## Document excerpt
▼
Cops deserve due process. But not in slow motion. They deserve the same investigative diligence offered to anyone in society who is accused of homicide.

No identified civilian shooting suspect roams the streets for 400 days without facing charges—subsidized by a government desk job, no less—until authorities scrape over every scintilla of evidence. Authorities already know what is on the Jamar Clark shooting video. Minneapolis’ citizenry cannot wait a year to know what its leaders already know.

We deserve to know what happened. What’s more, as the Minnesota Coalition on Government Information points out, we have a legal right to know what happened:

Even after a criminal investigation has been opened, certain data still remains public, even though other, related data gets converted into various forms of “not public” data. Data that is public “at all times” includes certain arrest data, including data documenting whether any weapons were used by police, or whether there was any resistance encountered by police. If this data exists in the form of a video recording, any portion of the recording that documents such details is public data. In the Jamar Clark case, the BCA has indicated that it holds certain video of the incident.
▲
## Entries provided
▼
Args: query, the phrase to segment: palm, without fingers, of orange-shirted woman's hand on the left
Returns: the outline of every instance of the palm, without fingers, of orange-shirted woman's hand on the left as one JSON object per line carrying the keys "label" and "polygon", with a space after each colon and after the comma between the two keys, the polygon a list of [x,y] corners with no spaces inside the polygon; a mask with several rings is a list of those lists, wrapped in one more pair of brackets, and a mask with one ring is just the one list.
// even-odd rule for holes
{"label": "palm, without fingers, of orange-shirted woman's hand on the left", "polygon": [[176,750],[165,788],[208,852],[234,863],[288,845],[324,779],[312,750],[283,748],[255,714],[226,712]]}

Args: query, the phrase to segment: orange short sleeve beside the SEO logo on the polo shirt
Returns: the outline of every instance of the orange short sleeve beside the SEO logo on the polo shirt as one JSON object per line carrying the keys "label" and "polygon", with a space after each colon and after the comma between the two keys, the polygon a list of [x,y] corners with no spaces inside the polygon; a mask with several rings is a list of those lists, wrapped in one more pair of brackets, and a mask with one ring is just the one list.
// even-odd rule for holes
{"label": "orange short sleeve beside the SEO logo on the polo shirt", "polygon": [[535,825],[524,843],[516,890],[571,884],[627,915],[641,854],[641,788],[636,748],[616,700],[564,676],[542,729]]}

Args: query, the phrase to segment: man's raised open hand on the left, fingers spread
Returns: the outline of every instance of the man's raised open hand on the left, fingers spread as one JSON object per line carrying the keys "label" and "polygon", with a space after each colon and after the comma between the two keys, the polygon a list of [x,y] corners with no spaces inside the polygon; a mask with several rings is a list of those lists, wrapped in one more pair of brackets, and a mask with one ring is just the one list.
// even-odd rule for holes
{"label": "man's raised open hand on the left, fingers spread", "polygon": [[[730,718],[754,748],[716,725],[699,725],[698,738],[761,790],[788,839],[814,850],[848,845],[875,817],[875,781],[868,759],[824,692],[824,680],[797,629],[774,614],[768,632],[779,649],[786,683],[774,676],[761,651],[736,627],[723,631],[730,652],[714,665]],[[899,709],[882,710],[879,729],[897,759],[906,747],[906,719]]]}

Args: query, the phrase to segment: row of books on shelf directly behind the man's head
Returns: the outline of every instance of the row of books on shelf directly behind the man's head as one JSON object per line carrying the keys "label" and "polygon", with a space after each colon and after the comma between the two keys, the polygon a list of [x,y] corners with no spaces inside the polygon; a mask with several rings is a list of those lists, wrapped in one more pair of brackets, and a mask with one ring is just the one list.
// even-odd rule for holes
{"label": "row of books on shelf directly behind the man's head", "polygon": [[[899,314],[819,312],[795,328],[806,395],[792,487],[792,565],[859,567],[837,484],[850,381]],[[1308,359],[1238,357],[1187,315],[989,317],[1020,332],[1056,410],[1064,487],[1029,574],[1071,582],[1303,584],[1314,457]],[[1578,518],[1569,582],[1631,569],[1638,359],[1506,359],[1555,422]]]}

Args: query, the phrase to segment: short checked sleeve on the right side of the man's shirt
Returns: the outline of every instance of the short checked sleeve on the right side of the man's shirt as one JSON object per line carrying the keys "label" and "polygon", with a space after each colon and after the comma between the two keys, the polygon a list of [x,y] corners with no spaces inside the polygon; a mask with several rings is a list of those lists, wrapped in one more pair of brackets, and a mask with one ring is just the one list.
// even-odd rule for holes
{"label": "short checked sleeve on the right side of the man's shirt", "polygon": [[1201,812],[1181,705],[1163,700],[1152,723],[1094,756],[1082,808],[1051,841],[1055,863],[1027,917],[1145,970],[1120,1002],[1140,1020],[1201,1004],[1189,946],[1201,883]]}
▲
## Work instructions
Repeat, word for word, the stretch of the Jamar Clark commentary from "No identified civilian" through "leaders already know.". The entries are separate from the commentary and unrelated to it.

## Task solution
No identified civilian shooting suspect roams the streets for 400 days without facing charges—subsidized by a government desk job, no less—until authorities scrape over every scintilla of evidence. Authorities already know what is on the Jamar Clark shooting video. Minneapolis’ citizenry cannot wait a year to know what its leaders already know.